Trump’s attacks on the media have increased in recent weeks since The New York Times published pages from his 1995 tax returns and reported accounts from women who claim Trump sexually assaulted them, and the Washington Post reported on an Access Hollywood video that included Trump bragging about sexually assaulting women.
Under current libel law, “Donald Trump is pretty much libel-proof,” said First Amendment expert Ken Paulson in the Wall Street Journal (paywall). From the Law Blog:
“That’s because libel law sets much higher standards of proof for plaintiffs who are famous people or public officials. When it comes to defamation litigation, public figures like Mr. Trump have to establish that not only a statement was false and defamatory, but also published with actual malice.”
But Trump doesn’t just want to punish media for the publishing of stories he doesn’t like. He has also restricted access to journalists trying to report on him. Several news organizations were denied access to Trump events over the summer, including The Washington Post.
THE DISINFORMATION CAMPAIGN
“The country has effectively employed new dissemination channels and messages in support of its 2014 annexation of the Crimean peninsula, its ongoing involvement in the conflicts in Ukraine and Syria, and its antagonism of NATO allies. The Russian propaganda model is high-volume and multichannel, and it disseminates messages without regard for the truth. It is also rapid, continuous, and repetitive, and it lacks commitment to consistency. Although these techniques would seem to run counter to the received wisdom for successful information campaigns, research in psychology supports many of the most successful aspects of the model. Furthermore, the very factors that make the firehose of falsehood effective also make it difficult to counter. Traditional counterpropaganda approaches will likely be inadequate in this context.”
Trump has also adopted a “firehose of falsehood” approach in his speeches, interviews and debates, at times overwhelming fact-checking journalists. He tends to spew a mix of lies, half-truths and opinions in a steady stream, and he repeats falsehoods over and over. For example, Trump pushed the racist birther movement for years until finally acknowledging in September that President Obama was born in the United States (five years after Obama produced his long-form U.S. birth certificate). And then Trump falsely claimed that the birther movement had started in Clinton’s campaign. More recently, he has denied U.S. intelligence claims that Russia is behind the hacks into the Democratic National Committee – and he has even claimed that the presidential election is rigged, even though his own running mate Mike Pence disagrees.
---*---
→ PROMPT A: In the passage on Trump and the press, who is identified as a First Amendment expert?
→ PROMPT B: Reproduce the passage on Trump and the press word for word, starting at "Trump has also" and ending at "Mike Pence disagrees.".
→ PROMPT C: Take the passage on Trump and the press further, beginning right after its final sentence.
---*---
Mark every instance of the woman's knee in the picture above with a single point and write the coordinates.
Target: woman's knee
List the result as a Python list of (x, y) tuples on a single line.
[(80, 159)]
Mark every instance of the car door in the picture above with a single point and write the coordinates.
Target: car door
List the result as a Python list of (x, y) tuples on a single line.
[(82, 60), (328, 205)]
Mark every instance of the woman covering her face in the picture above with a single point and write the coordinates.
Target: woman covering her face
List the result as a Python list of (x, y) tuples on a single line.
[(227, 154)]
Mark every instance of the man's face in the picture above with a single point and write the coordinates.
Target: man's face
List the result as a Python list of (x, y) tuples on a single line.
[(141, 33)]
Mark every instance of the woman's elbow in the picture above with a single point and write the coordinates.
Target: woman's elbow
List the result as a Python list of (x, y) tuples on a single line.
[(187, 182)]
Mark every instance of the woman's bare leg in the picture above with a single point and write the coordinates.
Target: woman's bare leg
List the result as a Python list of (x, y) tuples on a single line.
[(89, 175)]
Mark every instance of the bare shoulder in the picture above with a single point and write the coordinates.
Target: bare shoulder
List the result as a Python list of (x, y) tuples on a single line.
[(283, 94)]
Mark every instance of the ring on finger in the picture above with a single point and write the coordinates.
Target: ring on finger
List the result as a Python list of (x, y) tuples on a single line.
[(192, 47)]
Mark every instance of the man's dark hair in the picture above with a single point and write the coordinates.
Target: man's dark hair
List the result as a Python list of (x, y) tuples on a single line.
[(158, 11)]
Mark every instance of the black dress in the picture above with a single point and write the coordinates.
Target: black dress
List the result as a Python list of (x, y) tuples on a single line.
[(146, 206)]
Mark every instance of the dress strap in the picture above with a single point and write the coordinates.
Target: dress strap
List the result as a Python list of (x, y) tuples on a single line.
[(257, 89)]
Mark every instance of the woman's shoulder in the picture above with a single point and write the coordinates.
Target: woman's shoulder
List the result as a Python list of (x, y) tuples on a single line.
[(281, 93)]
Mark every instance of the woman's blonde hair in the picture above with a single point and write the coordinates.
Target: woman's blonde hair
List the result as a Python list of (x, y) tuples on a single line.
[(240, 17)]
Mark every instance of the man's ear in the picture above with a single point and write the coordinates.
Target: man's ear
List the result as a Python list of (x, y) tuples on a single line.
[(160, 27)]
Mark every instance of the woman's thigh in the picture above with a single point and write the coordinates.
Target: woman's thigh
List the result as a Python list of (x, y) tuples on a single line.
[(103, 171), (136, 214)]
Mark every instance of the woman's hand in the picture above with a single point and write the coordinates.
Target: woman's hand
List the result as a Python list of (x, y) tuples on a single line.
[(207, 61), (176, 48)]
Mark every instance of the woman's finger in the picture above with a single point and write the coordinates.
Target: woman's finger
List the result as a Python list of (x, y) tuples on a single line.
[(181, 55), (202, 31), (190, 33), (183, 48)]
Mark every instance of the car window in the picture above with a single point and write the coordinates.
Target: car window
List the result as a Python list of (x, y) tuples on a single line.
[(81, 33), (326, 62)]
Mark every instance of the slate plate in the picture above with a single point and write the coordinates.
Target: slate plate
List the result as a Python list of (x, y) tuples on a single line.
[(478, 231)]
---*---
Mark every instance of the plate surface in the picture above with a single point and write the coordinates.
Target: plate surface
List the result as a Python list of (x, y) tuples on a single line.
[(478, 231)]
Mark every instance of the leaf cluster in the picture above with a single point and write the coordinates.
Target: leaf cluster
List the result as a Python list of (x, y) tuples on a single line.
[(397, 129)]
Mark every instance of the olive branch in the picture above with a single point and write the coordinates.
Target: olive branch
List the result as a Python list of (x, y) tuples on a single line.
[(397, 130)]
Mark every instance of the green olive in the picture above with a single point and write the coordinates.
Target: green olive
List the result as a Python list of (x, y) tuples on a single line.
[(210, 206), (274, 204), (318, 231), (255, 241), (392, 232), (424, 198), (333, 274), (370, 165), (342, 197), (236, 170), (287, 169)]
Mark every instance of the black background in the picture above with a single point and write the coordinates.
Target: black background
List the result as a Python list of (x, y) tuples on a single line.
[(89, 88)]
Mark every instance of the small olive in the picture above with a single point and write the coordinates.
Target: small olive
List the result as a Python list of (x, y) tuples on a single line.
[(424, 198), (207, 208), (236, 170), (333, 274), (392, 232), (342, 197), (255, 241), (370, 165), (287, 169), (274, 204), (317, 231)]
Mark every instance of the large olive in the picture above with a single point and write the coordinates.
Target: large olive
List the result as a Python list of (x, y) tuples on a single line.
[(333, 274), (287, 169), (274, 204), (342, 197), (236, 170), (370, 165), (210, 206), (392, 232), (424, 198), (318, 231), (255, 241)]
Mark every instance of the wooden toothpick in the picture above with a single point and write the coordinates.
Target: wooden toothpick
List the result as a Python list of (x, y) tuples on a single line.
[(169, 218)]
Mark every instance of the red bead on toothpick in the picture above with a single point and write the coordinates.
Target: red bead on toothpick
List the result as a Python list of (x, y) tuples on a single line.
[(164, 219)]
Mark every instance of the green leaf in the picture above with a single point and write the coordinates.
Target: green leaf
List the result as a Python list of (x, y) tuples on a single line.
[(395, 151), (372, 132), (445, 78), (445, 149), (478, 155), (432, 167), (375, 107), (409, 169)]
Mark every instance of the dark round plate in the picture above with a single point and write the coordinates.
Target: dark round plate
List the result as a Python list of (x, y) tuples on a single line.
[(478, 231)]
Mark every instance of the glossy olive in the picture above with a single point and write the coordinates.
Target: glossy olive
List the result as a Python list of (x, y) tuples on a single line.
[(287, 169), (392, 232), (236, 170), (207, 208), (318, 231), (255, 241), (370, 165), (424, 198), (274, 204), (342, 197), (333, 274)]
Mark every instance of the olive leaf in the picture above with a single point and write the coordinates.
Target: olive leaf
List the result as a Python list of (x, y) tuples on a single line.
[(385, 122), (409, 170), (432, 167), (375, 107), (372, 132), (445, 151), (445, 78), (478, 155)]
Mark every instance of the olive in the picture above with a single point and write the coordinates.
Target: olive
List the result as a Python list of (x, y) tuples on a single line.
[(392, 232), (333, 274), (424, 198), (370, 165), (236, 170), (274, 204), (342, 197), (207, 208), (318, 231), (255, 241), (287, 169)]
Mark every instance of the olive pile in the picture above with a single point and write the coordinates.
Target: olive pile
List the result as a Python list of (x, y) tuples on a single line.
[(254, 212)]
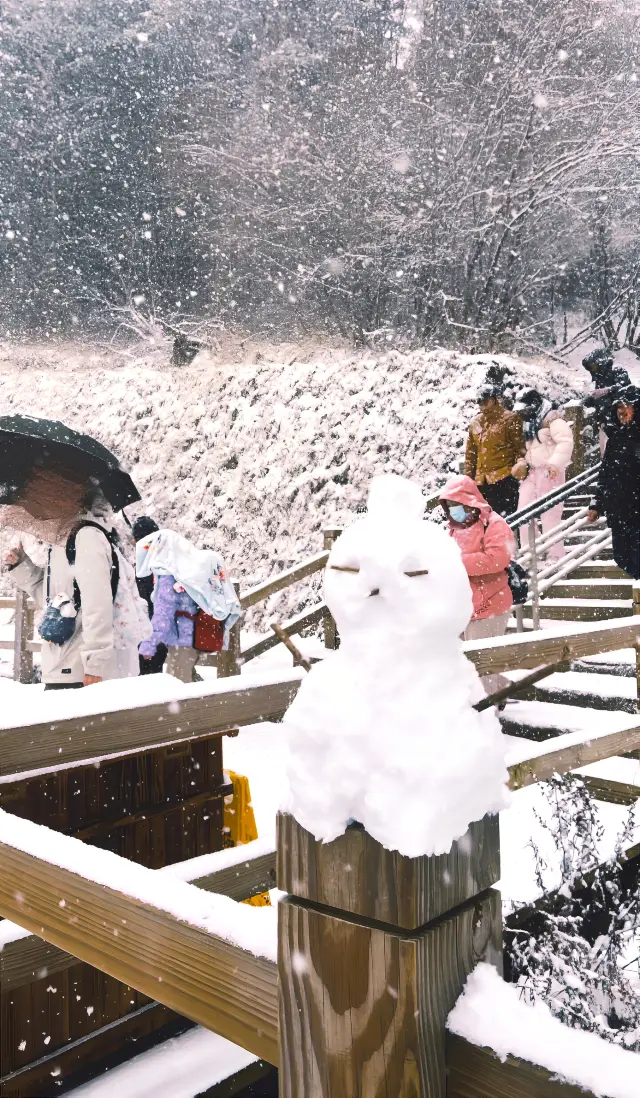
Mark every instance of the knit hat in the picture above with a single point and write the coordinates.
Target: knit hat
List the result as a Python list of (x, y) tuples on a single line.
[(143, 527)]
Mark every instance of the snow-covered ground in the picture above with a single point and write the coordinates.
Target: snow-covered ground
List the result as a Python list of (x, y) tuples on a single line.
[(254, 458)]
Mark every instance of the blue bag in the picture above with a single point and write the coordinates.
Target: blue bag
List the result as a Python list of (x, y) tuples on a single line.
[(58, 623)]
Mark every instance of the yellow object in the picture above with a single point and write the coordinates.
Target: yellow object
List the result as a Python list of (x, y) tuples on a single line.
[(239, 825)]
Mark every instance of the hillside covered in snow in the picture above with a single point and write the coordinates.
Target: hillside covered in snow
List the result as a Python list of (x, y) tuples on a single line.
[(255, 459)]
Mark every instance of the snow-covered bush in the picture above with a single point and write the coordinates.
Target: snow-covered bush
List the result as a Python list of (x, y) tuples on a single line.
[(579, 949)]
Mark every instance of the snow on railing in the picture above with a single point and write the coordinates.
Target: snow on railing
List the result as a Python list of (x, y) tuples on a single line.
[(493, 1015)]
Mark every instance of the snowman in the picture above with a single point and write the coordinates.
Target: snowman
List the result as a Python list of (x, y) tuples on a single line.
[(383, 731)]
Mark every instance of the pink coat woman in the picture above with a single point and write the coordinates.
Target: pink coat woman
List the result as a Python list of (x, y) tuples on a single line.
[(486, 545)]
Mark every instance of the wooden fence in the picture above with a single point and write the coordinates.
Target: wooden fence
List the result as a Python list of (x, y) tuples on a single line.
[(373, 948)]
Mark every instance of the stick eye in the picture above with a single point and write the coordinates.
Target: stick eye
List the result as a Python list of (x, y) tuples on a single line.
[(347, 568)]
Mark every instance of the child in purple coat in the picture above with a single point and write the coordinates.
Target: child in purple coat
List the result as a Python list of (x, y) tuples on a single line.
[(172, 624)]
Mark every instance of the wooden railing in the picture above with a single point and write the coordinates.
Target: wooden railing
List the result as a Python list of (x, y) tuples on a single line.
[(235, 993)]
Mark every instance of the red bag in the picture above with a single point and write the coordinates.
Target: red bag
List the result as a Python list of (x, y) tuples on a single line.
---*---
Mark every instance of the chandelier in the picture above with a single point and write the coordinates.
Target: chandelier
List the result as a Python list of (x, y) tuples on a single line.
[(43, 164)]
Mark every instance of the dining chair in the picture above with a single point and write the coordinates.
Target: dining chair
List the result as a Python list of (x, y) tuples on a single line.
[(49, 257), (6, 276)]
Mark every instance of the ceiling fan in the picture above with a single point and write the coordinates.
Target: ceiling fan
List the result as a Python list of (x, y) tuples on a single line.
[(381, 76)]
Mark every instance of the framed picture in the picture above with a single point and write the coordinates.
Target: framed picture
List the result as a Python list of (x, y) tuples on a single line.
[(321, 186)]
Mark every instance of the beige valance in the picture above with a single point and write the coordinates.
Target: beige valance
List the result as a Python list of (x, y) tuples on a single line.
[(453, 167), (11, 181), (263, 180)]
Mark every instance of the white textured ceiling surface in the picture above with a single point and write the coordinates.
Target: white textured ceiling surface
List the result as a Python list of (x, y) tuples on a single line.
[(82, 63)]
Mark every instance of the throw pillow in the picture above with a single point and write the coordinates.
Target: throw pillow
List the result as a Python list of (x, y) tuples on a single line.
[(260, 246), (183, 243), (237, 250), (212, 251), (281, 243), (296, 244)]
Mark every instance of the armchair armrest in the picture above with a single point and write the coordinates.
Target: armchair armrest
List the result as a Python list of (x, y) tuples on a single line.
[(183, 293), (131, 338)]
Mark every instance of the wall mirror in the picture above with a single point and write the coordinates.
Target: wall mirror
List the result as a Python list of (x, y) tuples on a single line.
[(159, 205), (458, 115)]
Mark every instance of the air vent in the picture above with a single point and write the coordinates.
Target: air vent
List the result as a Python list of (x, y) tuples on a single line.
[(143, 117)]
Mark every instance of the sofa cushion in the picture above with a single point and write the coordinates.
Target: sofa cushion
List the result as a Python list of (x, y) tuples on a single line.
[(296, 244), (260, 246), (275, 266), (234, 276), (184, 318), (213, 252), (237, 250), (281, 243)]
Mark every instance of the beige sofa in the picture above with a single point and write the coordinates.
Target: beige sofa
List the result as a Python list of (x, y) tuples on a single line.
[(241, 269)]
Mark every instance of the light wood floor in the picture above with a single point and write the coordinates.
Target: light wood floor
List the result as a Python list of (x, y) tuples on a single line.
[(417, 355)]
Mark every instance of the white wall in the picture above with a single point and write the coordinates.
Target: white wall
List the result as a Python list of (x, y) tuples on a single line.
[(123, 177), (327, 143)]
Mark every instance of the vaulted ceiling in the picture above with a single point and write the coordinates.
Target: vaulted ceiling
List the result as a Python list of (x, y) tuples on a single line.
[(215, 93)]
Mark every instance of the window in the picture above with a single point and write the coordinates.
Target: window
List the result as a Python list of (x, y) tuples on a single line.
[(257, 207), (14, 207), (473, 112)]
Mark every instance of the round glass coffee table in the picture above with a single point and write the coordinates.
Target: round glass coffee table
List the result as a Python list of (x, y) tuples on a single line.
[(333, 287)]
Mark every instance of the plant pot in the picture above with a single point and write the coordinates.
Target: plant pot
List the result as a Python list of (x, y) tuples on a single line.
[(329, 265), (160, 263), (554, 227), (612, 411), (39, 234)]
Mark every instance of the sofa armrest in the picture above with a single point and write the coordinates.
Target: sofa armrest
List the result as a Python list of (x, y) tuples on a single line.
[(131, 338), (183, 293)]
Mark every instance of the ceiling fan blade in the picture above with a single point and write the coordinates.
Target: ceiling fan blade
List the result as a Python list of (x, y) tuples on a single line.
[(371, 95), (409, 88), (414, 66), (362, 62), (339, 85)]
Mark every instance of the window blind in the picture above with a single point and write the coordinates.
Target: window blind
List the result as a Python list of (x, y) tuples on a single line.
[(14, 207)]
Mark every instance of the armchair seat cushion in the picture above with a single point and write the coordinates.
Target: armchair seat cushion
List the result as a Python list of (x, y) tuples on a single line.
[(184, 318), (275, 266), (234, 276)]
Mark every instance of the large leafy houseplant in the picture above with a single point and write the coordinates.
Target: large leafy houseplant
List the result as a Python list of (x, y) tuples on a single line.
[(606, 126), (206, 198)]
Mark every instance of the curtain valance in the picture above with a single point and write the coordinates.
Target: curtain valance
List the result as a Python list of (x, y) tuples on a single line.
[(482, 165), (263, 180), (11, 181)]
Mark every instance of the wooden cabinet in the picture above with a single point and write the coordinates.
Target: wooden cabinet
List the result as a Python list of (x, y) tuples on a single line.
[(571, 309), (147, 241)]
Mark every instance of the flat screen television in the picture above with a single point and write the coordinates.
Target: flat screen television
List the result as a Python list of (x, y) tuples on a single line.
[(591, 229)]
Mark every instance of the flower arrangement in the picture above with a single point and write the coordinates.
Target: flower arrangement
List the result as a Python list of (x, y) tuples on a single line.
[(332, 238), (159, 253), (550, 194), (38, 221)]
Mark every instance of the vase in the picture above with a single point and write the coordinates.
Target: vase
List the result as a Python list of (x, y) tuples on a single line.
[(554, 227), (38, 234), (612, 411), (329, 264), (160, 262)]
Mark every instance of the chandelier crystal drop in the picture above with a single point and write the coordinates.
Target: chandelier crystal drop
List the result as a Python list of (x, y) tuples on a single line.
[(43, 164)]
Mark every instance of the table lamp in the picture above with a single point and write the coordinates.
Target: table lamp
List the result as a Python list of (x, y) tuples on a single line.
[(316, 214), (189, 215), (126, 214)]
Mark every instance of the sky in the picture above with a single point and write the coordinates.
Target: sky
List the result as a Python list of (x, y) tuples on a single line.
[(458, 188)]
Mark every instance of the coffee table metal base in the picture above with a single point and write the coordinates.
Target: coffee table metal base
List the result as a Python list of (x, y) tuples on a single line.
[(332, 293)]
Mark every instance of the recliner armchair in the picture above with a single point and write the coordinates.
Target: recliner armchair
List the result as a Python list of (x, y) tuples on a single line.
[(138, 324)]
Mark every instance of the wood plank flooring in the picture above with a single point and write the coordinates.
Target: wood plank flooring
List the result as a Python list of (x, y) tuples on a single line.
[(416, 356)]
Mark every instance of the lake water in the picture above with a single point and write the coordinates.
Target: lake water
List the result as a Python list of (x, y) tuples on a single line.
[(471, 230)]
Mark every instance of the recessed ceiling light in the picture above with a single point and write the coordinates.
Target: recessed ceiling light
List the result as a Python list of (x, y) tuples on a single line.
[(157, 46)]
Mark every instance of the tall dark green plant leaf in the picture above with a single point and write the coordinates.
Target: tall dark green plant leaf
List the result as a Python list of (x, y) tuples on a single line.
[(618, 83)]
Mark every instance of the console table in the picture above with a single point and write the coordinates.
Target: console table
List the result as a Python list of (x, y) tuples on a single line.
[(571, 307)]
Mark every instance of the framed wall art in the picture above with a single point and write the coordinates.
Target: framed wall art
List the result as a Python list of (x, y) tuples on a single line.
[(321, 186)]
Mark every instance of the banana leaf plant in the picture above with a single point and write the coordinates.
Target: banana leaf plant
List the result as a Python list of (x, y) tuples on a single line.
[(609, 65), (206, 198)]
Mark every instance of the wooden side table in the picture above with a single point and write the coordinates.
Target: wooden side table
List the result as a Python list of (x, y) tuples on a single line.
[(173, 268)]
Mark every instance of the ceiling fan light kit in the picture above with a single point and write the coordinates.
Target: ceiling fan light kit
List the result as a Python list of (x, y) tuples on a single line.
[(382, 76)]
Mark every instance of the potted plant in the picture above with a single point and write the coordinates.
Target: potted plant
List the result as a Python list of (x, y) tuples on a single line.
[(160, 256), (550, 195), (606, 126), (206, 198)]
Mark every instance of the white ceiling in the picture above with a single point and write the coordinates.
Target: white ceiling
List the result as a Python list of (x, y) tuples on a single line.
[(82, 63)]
---*---
→ TASK RESULT A: Ken Paulson

→ TASK RESULT B:
Trump has also adopted a “firehose of falsehood” approach in his speeches, interviews and debates, at times overwhelming fact-checking journalists. He tends to spew a mix of lies, half-truths and opinions in a steady stream, and he repeats falsehoods over and over. For example, Trump pushed the racist birther movement for years until finally acknowledging in September that President Obama was born in the United States (five years after Obama produced his long-form U.S. birth certificate). And then Trump falsely claimed that the birther movement had started in Clinton’s campaign. More recently, he has denied U.S. intelligence claims that Russia is behind the hacks into the Democratic National Committee – and he has even claimed that the presidential election is rigged, even though his own running mate Mike Pence disagrees.

→ TASK RESULT C:
All of these false statements are designed to undermine Americans’ confidence in their democracy – a strategy that the nonprofit Media Matters for America says is straight out of “the Kremlin’s propaganda playbook.”
FREEDOM OF RELIGION
In July 2016, Putin cited terrorism as the reason for a crackdown on evangelism outside churches. Newsweek reported the law restricts religious proselytizing, imposing hefty fines. The law exempts the Russian Orthodox Christian Church, but opponents point out that exemption only covers the Moscow Patriarchate, which critics say has been entangled with the government since Soviet times.
The president of the National Religious Broadcasters group, Dr. Jerry Johnson, said: “Following a pattern of other human rights abuses, Vladimir Putin’s Russia is criminalizing a central duty for all followers of Christ – sharing our faith. “
“Nobody wants to say this and nobody wants to shut down religious institutions or anything, but you know, you understand it. A lot of people understand it. We’re going to have no choice.”
TARGETING POLITICAL OPPONENTS
In just one example, Putin kept political opponent and Russian oligarch Mikhail Khodorkovsky in prison for 10 years before releasing him for apparent humanitarian reasons in 2013. Khodorkovsky, who now lives in Switzerland, became politically active again last year in response to Russia’s invasion of Ukraine. The Russian government responded by issuing an international arrest warrant for Khodorkovsky for the 1998 murder of a Siberian mayor.
Trump made it clear in the last debate that Clinton would be prosecuted and in jail if he wins the election, words that echoed chants from his political rallies and the Republican convention to “Lock her up!”
Putin has insisted that the 2014 invasion of Ukraine and annexation of Crimea was righting a Soviet-era wrong: “Crimea has always been an integral part of Russia in the hearts and minds of people.”
Since annexing Crimea, which the West has refused to recognize, Russia has fostered a pro-Russia rebellion in eastern Ukraine, keeping the former Soviet republic unstable.
Trump revealed his ignorance about Russian aggression in July in an exchange with ABC’s George Stephanopoulos:
“He’s not going into Ukraine, O.K., just so you understand. He’s not going to go into Ukraine, all right? You can mark it down. You can put it down. You can take it anywhere you want.”
“Well, he’s already there, isn’t he?” Mr. Stephanopoulos interrupted.
“O.K., well, he’s there in a certain way,” Mr. Trump replied. “But I’m not there. You have Obama there. And frankly, that whole part of the world is a mess under Obama with all the strength that you’re talking about and all of the power of NATO and all of this. In the meantime, he’s going away. He take — takes Crimea.”
CULT OF PERSONALITY
Finally, Trump has followed Putin’s lead in celebrating the strength of authoritarian values and powers. Gideon Rachman in The Financial Times (paywall) points out the similarities between Putin and Trump, as well as with other dictators around the world:
“All these men have promised to lead a national revival through the force of their personalities and their willingness to ignore liberal niceties. In many cases, the promise of decisive leadership is backed up by a willingness – sometimes explicit, sometimes implied – to use illegal violence against enemies of the state …”
And Rachman warns:
“The alarming truth is that the impact of strongman leaders is rarely confined within national borders. All too often, the undercurrent of violence that they introduce into domestic politics spills over onto the international stage.”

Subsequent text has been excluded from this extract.